Ihre Brauerei ist auch sehr eng mit geselligen Events in der Region verbunden. Allein schon durch das jährliche Bierbrunnenfest. Sehen Sie eine Chance für 2021?
Wir werden die Entwicklungen realistisch beobachten und bewerten. Viele Veranstaltungen bei uns in der Region, die im selben Zeitfenster wie unser Bierbrunnenfest liegen, wurden vorzeitig bereits abgesagt.

Eine Durchführung des Bierbrunnenfestes, wie wir es bisher kannten, ist nach aktuellem Stand nicht zu erwarten. Bevor es offiziell abgesagt wird, prüfen wir mit dem Veranstalter KWB und der Stadt Lübbecke, ob es Alternativen gibt, dieses historische Datum zu feiern. Hier ist die weitere Entwicklung zunächst abzuwarten.

◆ DATENSÄTZE ◆
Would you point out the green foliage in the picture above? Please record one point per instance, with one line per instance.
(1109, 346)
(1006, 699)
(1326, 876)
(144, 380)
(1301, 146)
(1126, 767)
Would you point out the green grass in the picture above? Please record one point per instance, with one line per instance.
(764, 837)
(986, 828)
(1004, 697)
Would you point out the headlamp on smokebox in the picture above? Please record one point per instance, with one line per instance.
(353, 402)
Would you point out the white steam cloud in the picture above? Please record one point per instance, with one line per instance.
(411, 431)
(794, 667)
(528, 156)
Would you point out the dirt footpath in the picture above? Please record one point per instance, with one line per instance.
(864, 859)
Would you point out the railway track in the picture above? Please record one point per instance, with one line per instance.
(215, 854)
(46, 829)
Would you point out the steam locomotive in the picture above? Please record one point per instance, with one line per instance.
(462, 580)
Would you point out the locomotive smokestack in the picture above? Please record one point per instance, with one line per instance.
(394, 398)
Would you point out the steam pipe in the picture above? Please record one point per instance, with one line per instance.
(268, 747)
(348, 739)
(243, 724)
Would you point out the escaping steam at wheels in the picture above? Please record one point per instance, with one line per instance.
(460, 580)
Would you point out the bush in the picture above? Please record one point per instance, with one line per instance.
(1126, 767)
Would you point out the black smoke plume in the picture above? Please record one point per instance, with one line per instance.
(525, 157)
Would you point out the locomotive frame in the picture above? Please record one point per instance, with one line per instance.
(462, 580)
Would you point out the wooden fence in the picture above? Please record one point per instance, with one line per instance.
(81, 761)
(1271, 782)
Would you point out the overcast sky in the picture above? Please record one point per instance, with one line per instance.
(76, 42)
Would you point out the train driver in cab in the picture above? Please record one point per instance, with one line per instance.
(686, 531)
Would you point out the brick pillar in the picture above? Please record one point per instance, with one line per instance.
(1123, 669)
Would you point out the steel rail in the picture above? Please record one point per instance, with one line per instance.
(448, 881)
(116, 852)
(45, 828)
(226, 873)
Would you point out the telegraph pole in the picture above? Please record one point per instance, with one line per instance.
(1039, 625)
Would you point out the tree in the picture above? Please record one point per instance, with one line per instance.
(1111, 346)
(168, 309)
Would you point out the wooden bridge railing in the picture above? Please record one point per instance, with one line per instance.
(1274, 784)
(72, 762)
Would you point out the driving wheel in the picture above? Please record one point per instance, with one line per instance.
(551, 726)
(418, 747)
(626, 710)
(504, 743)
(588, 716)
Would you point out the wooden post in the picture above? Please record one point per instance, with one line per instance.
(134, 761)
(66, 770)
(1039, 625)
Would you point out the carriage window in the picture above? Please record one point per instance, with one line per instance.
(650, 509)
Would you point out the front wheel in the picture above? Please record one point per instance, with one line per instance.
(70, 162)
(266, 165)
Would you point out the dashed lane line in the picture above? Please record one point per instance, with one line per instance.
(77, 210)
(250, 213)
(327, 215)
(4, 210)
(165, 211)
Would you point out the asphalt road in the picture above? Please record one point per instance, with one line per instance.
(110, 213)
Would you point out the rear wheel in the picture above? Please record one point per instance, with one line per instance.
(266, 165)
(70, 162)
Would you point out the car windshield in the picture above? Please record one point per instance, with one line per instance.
...
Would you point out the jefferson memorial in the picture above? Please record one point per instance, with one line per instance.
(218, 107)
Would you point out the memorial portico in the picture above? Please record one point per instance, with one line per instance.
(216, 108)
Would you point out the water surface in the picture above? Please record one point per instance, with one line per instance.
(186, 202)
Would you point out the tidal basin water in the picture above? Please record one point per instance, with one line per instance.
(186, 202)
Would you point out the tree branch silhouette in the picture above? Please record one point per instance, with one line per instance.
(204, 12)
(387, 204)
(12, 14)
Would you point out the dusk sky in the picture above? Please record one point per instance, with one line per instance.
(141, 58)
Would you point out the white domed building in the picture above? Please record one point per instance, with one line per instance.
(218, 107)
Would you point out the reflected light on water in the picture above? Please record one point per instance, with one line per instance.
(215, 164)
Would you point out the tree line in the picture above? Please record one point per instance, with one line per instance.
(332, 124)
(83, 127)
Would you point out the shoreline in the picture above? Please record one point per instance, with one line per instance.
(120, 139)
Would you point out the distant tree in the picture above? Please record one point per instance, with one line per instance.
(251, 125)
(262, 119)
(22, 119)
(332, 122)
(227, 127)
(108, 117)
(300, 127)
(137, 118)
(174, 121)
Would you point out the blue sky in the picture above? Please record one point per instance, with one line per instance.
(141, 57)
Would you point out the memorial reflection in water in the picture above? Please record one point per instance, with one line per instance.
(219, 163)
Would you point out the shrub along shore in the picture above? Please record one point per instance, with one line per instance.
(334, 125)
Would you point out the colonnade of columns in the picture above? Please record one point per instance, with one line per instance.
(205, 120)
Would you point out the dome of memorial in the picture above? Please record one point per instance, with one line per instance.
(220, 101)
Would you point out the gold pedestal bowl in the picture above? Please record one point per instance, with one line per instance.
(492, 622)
* * *
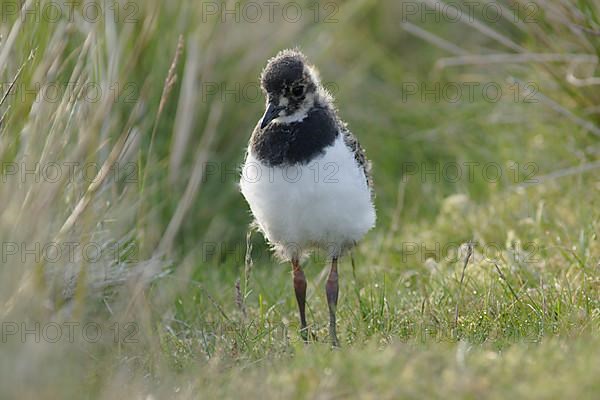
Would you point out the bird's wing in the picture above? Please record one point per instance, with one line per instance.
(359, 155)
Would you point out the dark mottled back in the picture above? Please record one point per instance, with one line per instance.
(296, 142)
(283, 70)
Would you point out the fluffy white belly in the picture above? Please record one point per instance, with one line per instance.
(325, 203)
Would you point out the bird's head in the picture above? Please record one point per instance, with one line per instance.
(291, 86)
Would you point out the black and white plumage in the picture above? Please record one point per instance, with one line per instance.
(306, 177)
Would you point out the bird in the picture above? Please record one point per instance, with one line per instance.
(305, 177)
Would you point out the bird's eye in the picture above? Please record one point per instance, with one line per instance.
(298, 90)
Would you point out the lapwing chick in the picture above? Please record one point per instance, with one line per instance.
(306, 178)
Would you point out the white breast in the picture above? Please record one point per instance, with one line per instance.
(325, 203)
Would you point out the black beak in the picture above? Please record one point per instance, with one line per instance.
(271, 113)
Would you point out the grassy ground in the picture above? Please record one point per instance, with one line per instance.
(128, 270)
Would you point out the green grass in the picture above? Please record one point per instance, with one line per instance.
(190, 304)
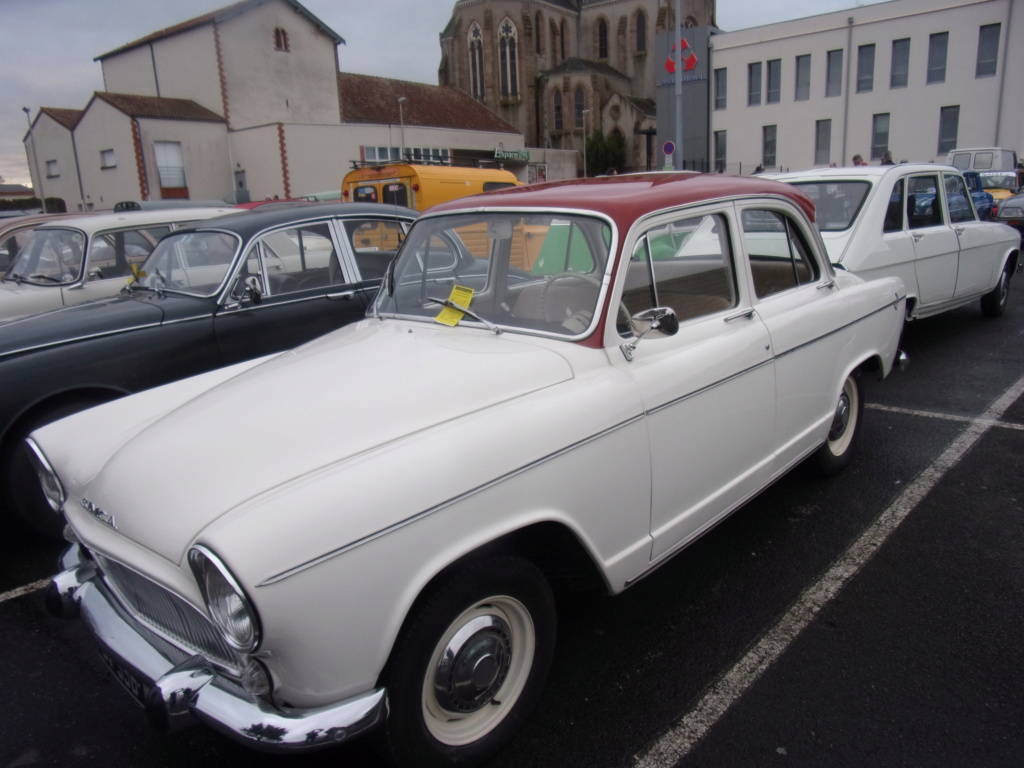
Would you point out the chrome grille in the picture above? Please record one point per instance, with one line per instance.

◆ AUFGABE 1 ◆
Was ist laut dem Textauszug mit vielen Veranstaltungen in der Region geschehen, die im selben Zeitfenster wie das Bierbrunnenfest liegen?
◆ AUFGABE 2 ◆
Wer prüft laut dem Textauszug gemeinsam, ob es Alternativen gibt, das historische Datum zu feiern? Nenne alle.

◆ ANTWORT 1 ◆
Sie wurden bereits vorzeitig abgesagt.

◆ ANTWORT 2 ◆
Die Brauerei, der Veranstalter KWB und die Stadt Lübbecke.